--- EXERCISE DESCRIPTION ---
Write out the rows below word for word, starting at the line that contains "Target: bollard light" and ending at the last line of the rows.

--- PROVIDED RECORDS ---
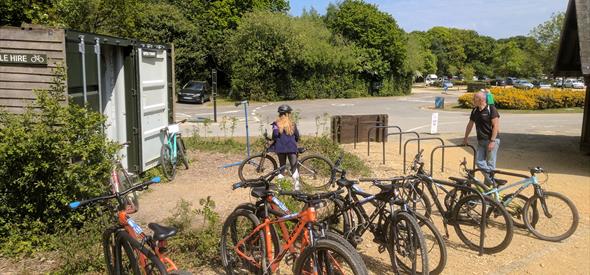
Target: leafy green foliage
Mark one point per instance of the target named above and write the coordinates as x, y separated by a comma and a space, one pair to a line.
195, 246
51, 155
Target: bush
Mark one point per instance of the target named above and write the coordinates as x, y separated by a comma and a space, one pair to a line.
533, 99
52, 154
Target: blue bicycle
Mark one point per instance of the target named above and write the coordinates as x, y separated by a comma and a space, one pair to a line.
173, 150
548, 215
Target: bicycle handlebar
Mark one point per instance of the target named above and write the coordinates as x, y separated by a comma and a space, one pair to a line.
76, 204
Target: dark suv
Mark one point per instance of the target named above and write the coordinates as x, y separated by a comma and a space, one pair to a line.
195, 91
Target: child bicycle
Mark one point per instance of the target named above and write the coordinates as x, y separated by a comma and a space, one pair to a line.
550, 216
173, 150
248, 245
126, 247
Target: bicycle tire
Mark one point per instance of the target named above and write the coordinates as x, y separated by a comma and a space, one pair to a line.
336, 248
181, 151
532, 227
435, 245
168, 166
315, 171
516, 209
494, 210
228, 261
258, 171
412, 244
133, 248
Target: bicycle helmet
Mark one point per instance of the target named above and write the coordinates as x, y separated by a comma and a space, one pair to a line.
285, 109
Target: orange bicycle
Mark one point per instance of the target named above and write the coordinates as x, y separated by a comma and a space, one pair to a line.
127, 249
248, 245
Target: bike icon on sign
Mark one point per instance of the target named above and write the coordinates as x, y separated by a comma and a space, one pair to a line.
37, 59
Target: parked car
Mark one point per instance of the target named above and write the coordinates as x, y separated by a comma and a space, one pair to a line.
510, 80
541, 84
497, 82
573, 83
195, 91
523, 84
430, 79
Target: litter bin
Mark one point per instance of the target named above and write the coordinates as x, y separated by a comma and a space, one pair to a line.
439, 102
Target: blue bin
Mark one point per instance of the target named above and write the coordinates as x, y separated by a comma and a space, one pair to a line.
439, 102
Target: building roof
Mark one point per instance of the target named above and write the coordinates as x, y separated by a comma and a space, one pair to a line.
573, 57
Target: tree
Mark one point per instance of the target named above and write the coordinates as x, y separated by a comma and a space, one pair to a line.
547, 34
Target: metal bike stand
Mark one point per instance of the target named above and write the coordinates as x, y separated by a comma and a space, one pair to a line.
245, 103
400, 141
378, 127
420, 139
356, 128
450, 146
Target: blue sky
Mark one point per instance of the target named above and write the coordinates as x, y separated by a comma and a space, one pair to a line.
495, 18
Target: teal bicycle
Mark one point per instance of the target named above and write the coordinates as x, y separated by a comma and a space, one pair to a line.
173, 150
549, 216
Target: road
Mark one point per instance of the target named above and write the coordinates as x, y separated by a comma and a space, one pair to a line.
411, 113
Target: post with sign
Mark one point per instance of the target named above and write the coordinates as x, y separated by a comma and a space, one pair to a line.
434, 124
214, 93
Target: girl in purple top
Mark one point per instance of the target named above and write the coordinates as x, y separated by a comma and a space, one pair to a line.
285, 136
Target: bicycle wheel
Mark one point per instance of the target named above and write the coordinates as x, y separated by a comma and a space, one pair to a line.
467, 215
516, 208
181, 151
556, 216
236, 227
328, 257
335, 217
166, 162
255, 166
128, 263
435, 246
315, 171
406, 245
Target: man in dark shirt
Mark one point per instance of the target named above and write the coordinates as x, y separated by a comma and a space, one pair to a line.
487, 124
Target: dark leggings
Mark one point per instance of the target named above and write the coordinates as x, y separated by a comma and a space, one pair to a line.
292, 160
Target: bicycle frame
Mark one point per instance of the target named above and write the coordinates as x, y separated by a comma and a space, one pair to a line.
305, 219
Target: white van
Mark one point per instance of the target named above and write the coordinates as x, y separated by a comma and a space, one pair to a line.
430, 79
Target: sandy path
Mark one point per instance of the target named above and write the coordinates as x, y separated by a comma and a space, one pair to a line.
569, 174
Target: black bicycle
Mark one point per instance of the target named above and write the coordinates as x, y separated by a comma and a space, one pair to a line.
314, 170
480, 222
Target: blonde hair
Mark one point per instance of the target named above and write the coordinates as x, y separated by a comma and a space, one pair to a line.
285, 124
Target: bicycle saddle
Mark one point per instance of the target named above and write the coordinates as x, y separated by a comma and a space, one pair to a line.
458, 180
162, 232
260, 192
346, 183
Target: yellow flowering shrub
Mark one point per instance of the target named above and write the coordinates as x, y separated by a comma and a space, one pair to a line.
533, 99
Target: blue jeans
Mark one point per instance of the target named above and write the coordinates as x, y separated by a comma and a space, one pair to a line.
486, 160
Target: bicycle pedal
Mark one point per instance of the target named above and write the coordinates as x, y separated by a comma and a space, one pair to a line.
180, 272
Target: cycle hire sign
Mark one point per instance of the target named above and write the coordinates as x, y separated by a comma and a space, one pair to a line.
23, 58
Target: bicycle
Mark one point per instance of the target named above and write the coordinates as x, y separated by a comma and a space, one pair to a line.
314, 170
126, 247
525, 210
477, 219
256, 249
173, 150
397, 230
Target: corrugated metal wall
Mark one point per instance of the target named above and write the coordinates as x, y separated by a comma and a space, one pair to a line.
17, 81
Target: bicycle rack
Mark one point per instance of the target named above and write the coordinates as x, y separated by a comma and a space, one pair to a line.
442, 168
400, 141
450, 146
378, 127
356, 128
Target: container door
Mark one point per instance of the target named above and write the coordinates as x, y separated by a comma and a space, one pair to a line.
153, 96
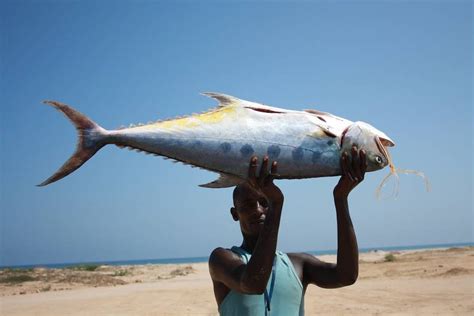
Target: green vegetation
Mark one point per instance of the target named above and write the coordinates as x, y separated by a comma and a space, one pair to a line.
390, 258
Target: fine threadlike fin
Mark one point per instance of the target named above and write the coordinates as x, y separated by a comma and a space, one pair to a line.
223, 99
224, 181
90, 140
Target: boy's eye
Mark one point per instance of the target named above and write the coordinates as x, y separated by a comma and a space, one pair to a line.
263, 202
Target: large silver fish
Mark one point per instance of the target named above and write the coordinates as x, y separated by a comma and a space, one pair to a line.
306, 144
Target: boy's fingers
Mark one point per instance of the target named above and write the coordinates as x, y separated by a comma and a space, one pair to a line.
355, 170
253, 167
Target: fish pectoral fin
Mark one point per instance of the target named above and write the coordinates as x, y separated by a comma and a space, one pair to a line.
224, 181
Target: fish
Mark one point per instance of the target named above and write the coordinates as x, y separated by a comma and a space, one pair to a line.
306, 144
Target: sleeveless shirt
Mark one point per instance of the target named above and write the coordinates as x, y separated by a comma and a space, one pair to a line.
286, 296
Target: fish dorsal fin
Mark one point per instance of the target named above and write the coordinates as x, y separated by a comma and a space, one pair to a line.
224, 181
223, 99
332, 125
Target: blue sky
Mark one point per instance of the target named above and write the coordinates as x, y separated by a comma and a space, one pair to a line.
405, 67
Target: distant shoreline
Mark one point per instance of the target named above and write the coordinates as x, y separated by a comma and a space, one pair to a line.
189, 260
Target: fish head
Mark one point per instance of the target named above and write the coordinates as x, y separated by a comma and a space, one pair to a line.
370, 139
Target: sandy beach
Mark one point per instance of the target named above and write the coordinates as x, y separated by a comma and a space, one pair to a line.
425, 282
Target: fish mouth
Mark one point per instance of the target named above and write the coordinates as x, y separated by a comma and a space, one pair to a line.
383, 151
259, 220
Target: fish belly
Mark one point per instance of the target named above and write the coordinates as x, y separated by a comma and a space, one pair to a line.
298, 152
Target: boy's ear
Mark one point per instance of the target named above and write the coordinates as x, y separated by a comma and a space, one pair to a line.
235, 216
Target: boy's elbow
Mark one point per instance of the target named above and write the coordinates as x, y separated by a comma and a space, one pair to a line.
348, 280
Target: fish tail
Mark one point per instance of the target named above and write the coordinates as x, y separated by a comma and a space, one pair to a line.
91, 138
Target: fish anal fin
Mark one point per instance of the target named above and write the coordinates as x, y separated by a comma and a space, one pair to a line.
224, 181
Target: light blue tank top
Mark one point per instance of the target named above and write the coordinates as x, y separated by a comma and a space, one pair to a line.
286, 299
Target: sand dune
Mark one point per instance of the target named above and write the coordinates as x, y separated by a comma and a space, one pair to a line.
409, 282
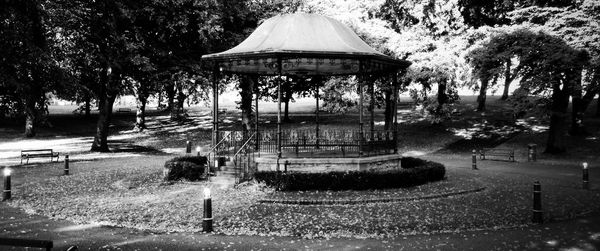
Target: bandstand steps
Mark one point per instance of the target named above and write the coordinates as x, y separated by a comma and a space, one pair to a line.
226, 176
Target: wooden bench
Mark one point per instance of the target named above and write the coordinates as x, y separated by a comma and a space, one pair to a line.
48, 245
38, 153
123, 110
501, 152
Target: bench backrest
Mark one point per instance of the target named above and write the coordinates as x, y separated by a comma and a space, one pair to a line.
26, 243
36, 150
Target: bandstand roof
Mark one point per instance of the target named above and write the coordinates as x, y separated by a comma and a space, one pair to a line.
303, 44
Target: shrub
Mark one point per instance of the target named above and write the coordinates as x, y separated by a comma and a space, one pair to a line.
410, 162
186, 167
353, 180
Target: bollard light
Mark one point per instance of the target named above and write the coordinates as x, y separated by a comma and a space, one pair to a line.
538, 214
66, 170
206, 192
6, 193
474, 157
586, 177
207, 221
188, 147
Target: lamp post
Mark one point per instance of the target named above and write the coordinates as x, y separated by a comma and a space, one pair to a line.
207, 221
586, 177
474, 160
66, 170
6, 194
537, 203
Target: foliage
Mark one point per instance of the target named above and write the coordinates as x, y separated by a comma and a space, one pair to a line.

--- EXERCISE RESPONSE ---
Target: bollard light
Mark one point per instance of the target named above and write the coordinates as x, y separated by a comma and a space, one pair to a line.
538, 214
66, 170
206, 192
6, 193
474, 157
586, 177
207, 221
188, 147
Target: lamp post
Mark one point per instance of the target named above and write the coordinates as x, y separated by a comma and a space, one pair to a line.
207, 221
586, 177
474, 160
66, 170
6, 194
537, 203
Target: foliage
Mark one point per instance of the target named above and write the coordinates as x, y separated by a comma and a space, one pair to a line.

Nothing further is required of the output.